## BEGIN Listing

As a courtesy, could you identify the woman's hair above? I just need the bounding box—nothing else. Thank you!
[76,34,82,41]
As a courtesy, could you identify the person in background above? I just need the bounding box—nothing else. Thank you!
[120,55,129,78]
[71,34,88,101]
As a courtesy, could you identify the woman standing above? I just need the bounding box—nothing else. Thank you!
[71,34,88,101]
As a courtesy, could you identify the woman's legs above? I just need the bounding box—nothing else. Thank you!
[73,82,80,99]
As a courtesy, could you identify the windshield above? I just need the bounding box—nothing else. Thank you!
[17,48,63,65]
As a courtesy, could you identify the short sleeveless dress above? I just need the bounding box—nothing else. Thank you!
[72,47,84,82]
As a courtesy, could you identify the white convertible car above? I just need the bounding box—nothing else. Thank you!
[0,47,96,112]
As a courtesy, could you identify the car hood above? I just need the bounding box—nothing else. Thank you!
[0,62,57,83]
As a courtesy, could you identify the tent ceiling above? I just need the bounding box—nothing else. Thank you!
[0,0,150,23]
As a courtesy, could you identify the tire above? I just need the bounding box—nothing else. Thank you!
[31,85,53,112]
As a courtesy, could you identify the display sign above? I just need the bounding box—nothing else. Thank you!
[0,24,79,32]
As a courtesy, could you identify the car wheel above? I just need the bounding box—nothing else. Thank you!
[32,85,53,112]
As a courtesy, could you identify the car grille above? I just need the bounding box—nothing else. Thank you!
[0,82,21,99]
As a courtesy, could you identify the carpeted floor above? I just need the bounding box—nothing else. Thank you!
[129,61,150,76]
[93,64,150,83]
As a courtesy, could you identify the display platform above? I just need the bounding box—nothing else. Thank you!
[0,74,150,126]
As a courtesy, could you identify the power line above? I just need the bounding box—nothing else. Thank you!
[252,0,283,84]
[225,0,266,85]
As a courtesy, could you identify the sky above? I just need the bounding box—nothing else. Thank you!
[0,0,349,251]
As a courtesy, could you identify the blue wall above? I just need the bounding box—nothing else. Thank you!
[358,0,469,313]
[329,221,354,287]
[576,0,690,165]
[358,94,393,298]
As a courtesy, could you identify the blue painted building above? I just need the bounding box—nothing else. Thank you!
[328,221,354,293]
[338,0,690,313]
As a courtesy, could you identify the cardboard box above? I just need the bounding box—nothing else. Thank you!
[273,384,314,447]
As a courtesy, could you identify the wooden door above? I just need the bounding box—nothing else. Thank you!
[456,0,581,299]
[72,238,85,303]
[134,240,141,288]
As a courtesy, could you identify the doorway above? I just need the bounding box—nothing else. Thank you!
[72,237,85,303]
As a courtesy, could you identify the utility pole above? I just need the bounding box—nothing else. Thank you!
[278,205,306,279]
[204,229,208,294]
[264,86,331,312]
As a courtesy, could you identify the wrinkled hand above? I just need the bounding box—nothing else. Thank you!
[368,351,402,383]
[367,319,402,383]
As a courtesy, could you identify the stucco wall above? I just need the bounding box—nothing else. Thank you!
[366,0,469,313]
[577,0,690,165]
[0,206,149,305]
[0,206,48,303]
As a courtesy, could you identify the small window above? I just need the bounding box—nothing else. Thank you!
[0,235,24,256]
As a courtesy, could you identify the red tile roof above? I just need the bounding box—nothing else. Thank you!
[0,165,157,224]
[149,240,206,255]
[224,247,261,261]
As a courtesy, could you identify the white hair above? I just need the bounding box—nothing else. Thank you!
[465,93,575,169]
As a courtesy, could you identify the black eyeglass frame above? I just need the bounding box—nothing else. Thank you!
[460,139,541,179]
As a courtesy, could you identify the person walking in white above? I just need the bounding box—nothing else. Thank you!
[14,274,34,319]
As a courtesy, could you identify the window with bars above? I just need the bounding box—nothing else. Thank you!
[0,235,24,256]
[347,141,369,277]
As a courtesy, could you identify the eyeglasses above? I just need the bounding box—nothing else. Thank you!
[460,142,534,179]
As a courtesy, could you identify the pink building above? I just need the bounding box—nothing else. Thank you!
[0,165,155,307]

## END Listing

◆ **What is needed**
Reproduce all of the material above verbatim, leaving every line unchanged.

◆ **Problem solution**
As a courtesy, could you identify the woman's hair above? I just need the bounding box—nothing else. Thank you!
[76,34,82,41]
As a courtesy, could you identify the person in background above? I just need the bounding box—nothing else. Thank you!
[120,55,129,78]
[71,34,88,101]
As a courtesy, could you identify the woman standing above? I just need the bounding box—nothing else. Thank you!
[71,34,88,101]
As a courtesy, could you identify the woman's legs above? I just need the bounding box—nothing else. Thank you!
[73,82,80,99]
As a courtesy, could you identify the windshield above? I just need the bounding box—nothing else. Thank you!
[17,48,63,65]
As a courtesy, could you identify the short sleeveless dress above? I just need the bounding box—nothing else. Thank you!
[72,47,84,82]
As a courtesy, could you identify the white convertible car above? I just need the bounding box—nothing else. Thank you!
[0,47,96,112]
As a courtesy, could you identify the car hood above? I just need the bounding box—nothing else. Thank you!
[0,62,57,83]
As a courtesy, could you identify the tent ceiling above? I just need the bounding box—nothing else. Thank you!
[0,0,150,23]
As a courtesy, could you identify the tire above? I just need the bounding box—nothing else. Thank you!
[31,85,53,112]
As a courtesy, could you identify the display sign above? I just need the bounding box—nothing else. Thank you!
[0,24,79,32]
As a courtesy, could you identify the car wheel above? I just need the bounding box—nothing else. Thank you!
[32,85,53,112]
As a courtesy, could you identify the car grille above? I just need the bounding box—nothing else. Thank you!
[0,82,21,99]
As a courtesy, could you identify the carpeted floor above? I just need the bounding box—nothing else. Thank you!
[129,61,150,76]
[93,64,150,83]
As a courtesy, could you identify the display platform above? I just need the bounding box—nothing else. Thank you!
[0,74,150,126]
As a courtesy, could you identify the power line above? I just need the bounding box—nothing else. Thank you!
[252,0,283,84]
[225,0,266,85]
As a courtesy, could you identify the sky above? I just need the bounding box—nothing else. Thank you!
[0,0,349,251]
As a courtesy, could you identify the blue wall above? I just need the bounding box—nothing else. Thank you!
[358,0,469,313]
[329,221,354,287]
[576,0,690,165]
[358,94,393,298]
As a courtesy, could you identify the blue painted building above? I just need the bounding box—nothing else. Thank you!
[328,221,354,293]
[338,0,690,313]
As a courtesy, could you identify the cardboard box above? I just need the bounding box—nothing else. Thank you!
[273,384,314,447]
As a courtesy, could you identify the wooden door above? I just need the bounding box—nothing else. Thank you!
[456,0,581,299]
[72,238,85,303]
[134,240,141,288]
As a courtesy, could you identify the doorway above? I just need the bounding box—nothing else. Thank you!
[72,237,85,303]
As a courtesy, could you identify the utility pole above? I just need the bounding box—nothing else. Thank you!
[278,205,306,279]
[204,229,208,294]
[264,86,331,312]
As a courtesy, could you identify the wrinkled hand above? I just need the bounding box—nothing else. Thank you!
[368,351,402,383]
[367,319,402,383]
As a courtesy, could you identify the stucco wall above? I just need the bounding box—nothing else. Thank you!
[366,0,469,313]
[577,0,690,165]
[0,206,149,305]
[0,206,48,303]
As a courtesy, could you identify the small window above? I just need the bounding box—nothing else. Thank you!
[0,235,24,256]
As a courtesy, could you identify the red tile roof above? I just need the bounding box—nothing else. Thank you!
[0,165,157,224]
[149,240,206,255]
[224,247,261,261]
As a courtesy, could you identify the white hair above? I just need the bounding box—nothing else. Thank you!
[465,93,575,169]
As a courtesy, could you identify the black eyeglass frame above? I just need the bounding box—nothing else. Thank you!
[460,139,541,179]
As a courtesy, could you identify the person walking in white above? I just need the bounding box—nothing else. Thank you!
[14,274,34,319]
As a courtesy, could you identify the window with bars above? I just need the bounding box—nothing else. Thank you!
[0,235,24,256]
[347,141,369,277]
As a courtesy, could you identify the eyeglasses above? I just need the bounding box—nothing else. Thank you!
[460,142,534,179]
As a courtesy, could you identify the pink building above? I just need the bounding box—nothing else. Thank you!
[0,165,155,307]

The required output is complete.